Information Start Marker

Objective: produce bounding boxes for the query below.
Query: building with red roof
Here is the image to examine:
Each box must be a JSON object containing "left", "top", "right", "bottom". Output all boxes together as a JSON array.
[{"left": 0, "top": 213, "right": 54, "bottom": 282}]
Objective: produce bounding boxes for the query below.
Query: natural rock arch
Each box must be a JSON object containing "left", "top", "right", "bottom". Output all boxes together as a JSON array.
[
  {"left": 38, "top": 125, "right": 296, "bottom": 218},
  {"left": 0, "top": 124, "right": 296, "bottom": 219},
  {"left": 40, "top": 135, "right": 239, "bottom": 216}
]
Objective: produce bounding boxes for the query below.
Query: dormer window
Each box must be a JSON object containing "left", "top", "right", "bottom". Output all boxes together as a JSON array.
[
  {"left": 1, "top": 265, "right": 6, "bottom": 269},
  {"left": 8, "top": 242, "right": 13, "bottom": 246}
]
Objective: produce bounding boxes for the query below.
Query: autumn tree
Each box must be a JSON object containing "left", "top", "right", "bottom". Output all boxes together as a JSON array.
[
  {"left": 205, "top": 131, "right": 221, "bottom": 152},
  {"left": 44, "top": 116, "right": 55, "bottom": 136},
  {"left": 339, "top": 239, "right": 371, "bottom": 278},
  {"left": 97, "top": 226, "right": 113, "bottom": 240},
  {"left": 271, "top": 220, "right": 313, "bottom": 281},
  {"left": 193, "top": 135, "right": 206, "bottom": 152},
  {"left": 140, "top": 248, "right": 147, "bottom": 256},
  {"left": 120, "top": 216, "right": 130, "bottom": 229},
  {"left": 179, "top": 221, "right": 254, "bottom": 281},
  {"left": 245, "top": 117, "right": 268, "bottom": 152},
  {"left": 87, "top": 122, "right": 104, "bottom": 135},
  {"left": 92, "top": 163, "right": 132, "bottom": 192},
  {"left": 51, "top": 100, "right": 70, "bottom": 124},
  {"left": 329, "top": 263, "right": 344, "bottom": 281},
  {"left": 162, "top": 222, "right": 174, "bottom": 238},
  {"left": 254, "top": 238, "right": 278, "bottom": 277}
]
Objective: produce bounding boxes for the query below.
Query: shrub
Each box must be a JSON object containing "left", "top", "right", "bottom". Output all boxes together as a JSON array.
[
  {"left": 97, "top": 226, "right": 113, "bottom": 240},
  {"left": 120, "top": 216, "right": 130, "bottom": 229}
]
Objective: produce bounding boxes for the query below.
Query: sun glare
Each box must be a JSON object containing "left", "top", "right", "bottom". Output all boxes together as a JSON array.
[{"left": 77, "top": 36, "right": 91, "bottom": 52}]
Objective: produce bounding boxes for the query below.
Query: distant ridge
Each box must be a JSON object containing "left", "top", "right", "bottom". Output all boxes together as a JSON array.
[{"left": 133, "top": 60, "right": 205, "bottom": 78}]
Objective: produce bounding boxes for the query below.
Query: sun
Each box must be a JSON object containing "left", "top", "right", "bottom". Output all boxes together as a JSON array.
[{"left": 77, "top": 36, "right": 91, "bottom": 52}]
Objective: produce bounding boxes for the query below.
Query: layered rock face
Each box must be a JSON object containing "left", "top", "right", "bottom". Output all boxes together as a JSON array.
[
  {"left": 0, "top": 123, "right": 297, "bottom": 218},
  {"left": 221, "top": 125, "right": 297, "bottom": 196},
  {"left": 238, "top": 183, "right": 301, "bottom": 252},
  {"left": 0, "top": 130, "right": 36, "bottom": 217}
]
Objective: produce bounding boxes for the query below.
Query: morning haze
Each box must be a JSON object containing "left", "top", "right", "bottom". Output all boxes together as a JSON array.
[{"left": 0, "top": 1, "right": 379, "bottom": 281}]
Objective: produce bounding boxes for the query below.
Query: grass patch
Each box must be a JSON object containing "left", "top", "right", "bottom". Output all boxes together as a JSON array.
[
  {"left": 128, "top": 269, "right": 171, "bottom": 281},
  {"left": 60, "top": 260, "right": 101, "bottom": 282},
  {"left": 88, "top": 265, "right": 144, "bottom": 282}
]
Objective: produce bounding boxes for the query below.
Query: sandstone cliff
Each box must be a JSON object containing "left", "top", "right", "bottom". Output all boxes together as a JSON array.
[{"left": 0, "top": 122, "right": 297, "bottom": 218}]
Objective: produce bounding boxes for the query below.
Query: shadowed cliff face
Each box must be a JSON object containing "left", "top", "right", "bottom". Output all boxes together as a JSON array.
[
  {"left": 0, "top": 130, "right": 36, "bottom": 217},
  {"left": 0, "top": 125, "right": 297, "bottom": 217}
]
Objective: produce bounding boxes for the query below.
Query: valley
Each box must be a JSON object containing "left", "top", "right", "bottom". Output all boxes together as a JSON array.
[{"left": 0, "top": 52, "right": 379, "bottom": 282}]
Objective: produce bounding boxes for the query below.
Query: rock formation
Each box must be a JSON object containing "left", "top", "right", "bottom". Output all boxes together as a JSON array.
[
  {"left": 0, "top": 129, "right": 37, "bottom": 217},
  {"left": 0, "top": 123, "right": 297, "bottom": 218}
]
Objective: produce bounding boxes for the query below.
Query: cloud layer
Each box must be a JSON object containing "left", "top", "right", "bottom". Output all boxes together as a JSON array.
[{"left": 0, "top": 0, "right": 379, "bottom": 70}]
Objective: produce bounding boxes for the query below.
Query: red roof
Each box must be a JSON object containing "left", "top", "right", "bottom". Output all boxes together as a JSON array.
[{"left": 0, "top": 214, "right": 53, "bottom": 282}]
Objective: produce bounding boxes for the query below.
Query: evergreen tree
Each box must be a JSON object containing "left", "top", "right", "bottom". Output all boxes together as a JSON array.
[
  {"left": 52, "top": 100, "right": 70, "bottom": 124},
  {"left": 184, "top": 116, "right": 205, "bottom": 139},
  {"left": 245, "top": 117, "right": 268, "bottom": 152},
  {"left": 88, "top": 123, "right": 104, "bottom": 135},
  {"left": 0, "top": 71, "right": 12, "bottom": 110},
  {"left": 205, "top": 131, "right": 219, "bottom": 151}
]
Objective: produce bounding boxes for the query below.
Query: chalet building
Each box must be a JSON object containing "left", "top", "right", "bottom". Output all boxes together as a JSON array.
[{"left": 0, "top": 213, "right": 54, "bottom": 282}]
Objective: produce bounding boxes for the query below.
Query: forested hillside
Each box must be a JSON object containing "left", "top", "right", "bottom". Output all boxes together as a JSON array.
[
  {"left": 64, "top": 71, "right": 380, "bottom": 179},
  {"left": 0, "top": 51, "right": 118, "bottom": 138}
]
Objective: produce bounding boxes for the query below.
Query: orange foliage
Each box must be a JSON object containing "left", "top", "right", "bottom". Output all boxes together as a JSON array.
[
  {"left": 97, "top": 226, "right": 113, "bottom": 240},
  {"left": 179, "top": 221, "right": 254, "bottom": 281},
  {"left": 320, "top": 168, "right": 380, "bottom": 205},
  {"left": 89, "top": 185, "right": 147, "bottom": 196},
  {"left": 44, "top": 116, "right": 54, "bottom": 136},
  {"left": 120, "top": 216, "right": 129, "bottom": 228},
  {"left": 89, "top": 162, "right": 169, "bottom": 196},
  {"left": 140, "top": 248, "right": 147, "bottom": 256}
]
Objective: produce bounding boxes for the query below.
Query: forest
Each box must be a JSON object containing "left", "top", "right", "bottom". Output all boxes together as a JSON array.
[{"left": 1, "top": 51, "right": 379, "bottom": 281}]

Information End Marker

Problem description: In full and without alteration, transcribe the entries above.

Response to this task:
Objective: produce bounding boxes for the query below.
Query: building with red roof
Here is the image to examine:
Each box must be a JSON object containing "left", "top", "right", "bottom". Output all boxes together as a JSON array.
[{"left": 0, "top": 213, "right": 54, "bottom": 282}]
Objective: produce bounding boxes for the query below.
Query: natural rock arch
Each box must be a JSON object containing "left", "top", "right", "bottom". Output all boxes together as a JSON array.
[
  {"left": 38, "top": 125, "right": 296, "bottom": 218},
  {"left": 0, "top": 124, "right": 296, "bottom": 219},
  {"left": 40, "top": 135, "right": 239, "bottom": 216}
]
Objective: produce bounding boxes for the query below.
Query: dormer window
Each box must be a JSON object containing "left", "top", "right", "bottom". Output all boxes together as a JSON array.
[
  {"left": 1, "top": 265, "right": 6, "bottom": 269},
  {"left": 8, "top": 242, "right": 13, "bottom": 246}
]
Objective: produce bounding boxes for the query below.
Query: autumn tree
Each box must be a JSON object containing "left", "top", "right", "bottom". Output all boxes together as a JSON array.
[
  {"left": 205, "top": 131, "right": 221, "bottom": 152},
  {"left": 44, "top": 116, "right": 55, "bottom": 136},
  {"left": 339, "top": 239, "right": 371, "bottom": 278},
  {"left": 97, "top": 226, "right": 113, "bottom": 240},
  {"left": 271, "top": 220, "right": 313, "bottom": 281},
  {"left": 193, "top": 135, "right": 206, "bottom": 152},
  {"left": 140, "top": 248, "right": 147, "bottom": 256},
  {"left": 120, "top": 216, "right": 130, "bottom": 229},
  {"left": 179, "top": 221, "right": 254, "bottom": 281},
  {"left": 245, "top": 117, "right": 268, "bottom": 152},
  {"left": 87, "top": 122, "right": 104, "bottom": 135},
  {"left": 92, "top": 163, "right": 132, "bottom": 192},
  {"left": 51, "top": 100, "right": 70, "bottom": 124},
  {"left": 329, "top": 263, "right": 344, "bottom": 281},
  {"left": 162, "top": 222, "right": 174, "bottom": 238},
  {"left": 254, "top": 238, "right": 278, "bottom": 277}
]
Objective: produce bounding boxes for the query below.
Query: shrub
Each box must be a JSON object containing "left", "top", "right", "bottom". Output all boxes together as a JSON array.
[
  {"left": 97, "top": 226, "right": 113, "bottom": 240},
  {"left": 120, "top": 216, "right": 130, "bottom": 229}
]
Objective: produce bounding boxes for the query below.
Query: sun glare
Each box must be a JSON object containing "left", "top", "right", "bottom". Output all boxes together as a JSON array.
[{"left": 77, "top": 36, "right": 91, "bottom": 52}]
Objective: produce bounding boxes for the query below.
Query: distant ridge
Each box must be a JSON object containing "left", "top", "right", "bottom". Output all boxes together as a JSON array.
[{"left": 133, "top": 60, "right": 205, "bottom": 78}]
Objective: produce bounding boxes for the query below.
Query: sun
Each box must be a JSON object containing "left", "top", "right", "bottom". Output all boxes together as a JSON array.
[{"left": 77, "top": 36, "right": 91, "bottom": 52}]
Objective: produce bounding boxes for the query below.
Query: layered rock face
Each box must be a JSON object containing "left", "top", "right", "bottom". Output all boxes together as a JSON array.
[
  {"left": 0, "top": 123, "right": 297, "bottom": 218},
  {"left": 221, "top": 125, "right": 297, "bottom": 196},
  {"left": 238, "top": 183, "right": 301, "bottom": 252},
  {"left": 0, "top": 130, "right": 36, "bottom": 217}
]
Objective: produce bounding boxes for the query below.
Query: morning haze
Each box must be a JSON object containing "left", "top", "right", "bottom". Output all boxes together as a JSON array.
[{"left": 0, "top": 1, "right": 379, "bottom": 281}]
Objective: produce bounding boxes for the query below.
Query: grass patch
Each box must be a JSON object containing "left", "top", "right", "bottom". Output all boxes together as a JSON array.
[
  {"left": 128, "top": 269, "right": 171, "bottom": 281},
  {"left": 60, "top": 260, "right": 101, "bottom": 282},
  {"left": 88, "top": 265, "right": 144, "bottom": 282}
]
Objective: produce bounding boxes for the query below.
Query: sandstone cliff
Each box must be a JSON object containing "left", "top", "right", "bottom". Output all boxes together as a JSON array.
[{"left": 0, "top": 122, "right": 297, "bottom": 218}]
Objective: produce bounding boxes for the query below.
Query: shadowed cliff face
Each box must be a JSON object containing "left", "top", "right", "bottom". Output all boxes together as a JSON array.
[
  {"left": 0, "top": 130, "right": 36, "bottom": 217},
  {"left": 0, "top": 125, "right": 297, "bottom": 217}
]
Objective: produce bounding boxes for the query below.
Query: valley
Each box must be a JSON object containing "left", "top", "right", "bottom". Output all boxes together as a JSON array.
[{"left": 0, "top": 52, "right": 379, "bottom": 282}]
Objective: produce bounding boxes for the query below.
Query: rock formation
Each box must be a JSON object containing "left", "top", "right", "bottom". Output all boxes together as a JSON array.
[
  {"left": 0, "top": 129, "right": 37, "bottom": 217},
  {"left": 0, "top": 123, "right": 297, "bottom": 218}
]
Objective: produce bounding boxes for the query below.
Query: cloud layer
Each box must be a JSON object containing "left", "top", "right", "bottom". Output all boxes together as a JSON array.
[{"left": 0, "top": 0, "right": 379, "bottom": 70}]
Objective: produce bounding boxes for the query below.
Query: red roof
Each box must be a JSON object containing "left", "top", "right", "bottom". Output all boxes together as a JSON array.
[{"left": 0, "top": 214, "right": 53, "bottom": 282}]
Objective: produce bounding boxes for the query below.
Query: evergreen tree
Each box must be a JSON object containing "left", "top", "right", "bottom". Output all boxes together as a JSON array.
[
  {"left": 52, "top": 100, "right": 70, "bottom": 124},
  {"left": 184, "top": 116, "right": 205, "bottom": 139},
  {"left": 245, "top": 117, "right": 268, "bottom": 152},
  {"left": 88, "top": 123, "right": 104, "bottom": 135},
  {"left": 0, "top": 71, "right": 12, "bottom": 110},
  {"left": 205, "top": 131, "right": 219, "bottom": 151}
]
Objective: produce bounding boxes for the query below.
Query: chalet building
Each box must be a JSON object containing "left", "top", "right", "bottom". Output all boxes together as a JSON array.
[{"left": 0, "top": 213, "right": 54, "bottom": 282}]
Objective: produce bounding boxes for the query below.
Query: forested hillside
Each box must be a JSON object containing "left", "top", "right", "bottom". Output all boxes together as a JSON array.
[
  {"left": 64, "top": 71, "right": 380, "bottom": 179},
  {"left": 0, "top": 51, "right": 118, "bottom": 138}
]
Objective: produce bounding boxes for the query below.
Query: orange foliage
Each box must be a JSON object containing "left", "top", "right", "bottom". Output all boxes together as a JSON array.
[
  {"left": 97, "top": 226, "right": 113, "bottom": 240},
  {"left": 179, "top": 221, "right": 254, "bottom": 281},
  {"left": 320, "top": 168, "right": 380, "bottom": 205},
  {"left": 89, "top": 185, "right": 147, "bottom": 196},
  {"left": 44, "top": 116, "right": 54, "bottom": 136},
  {"left": 120, "top": 216, "right": 129, "bottom": 228},
  {"left": 89, "top": 162, "right": 169, "bottom": 196},
  {"left": 140, "top": 248, "right": 147, "bottom": 256}
]
Objective: produce bounding boxes for the query below.
Query: forest
Each box must be a JSON object containing "left", "top", "right", "bottom". Output all boxes together as a JSON array.
[{"left": 1, "top": 51, "right": 379, "bottom": 281}]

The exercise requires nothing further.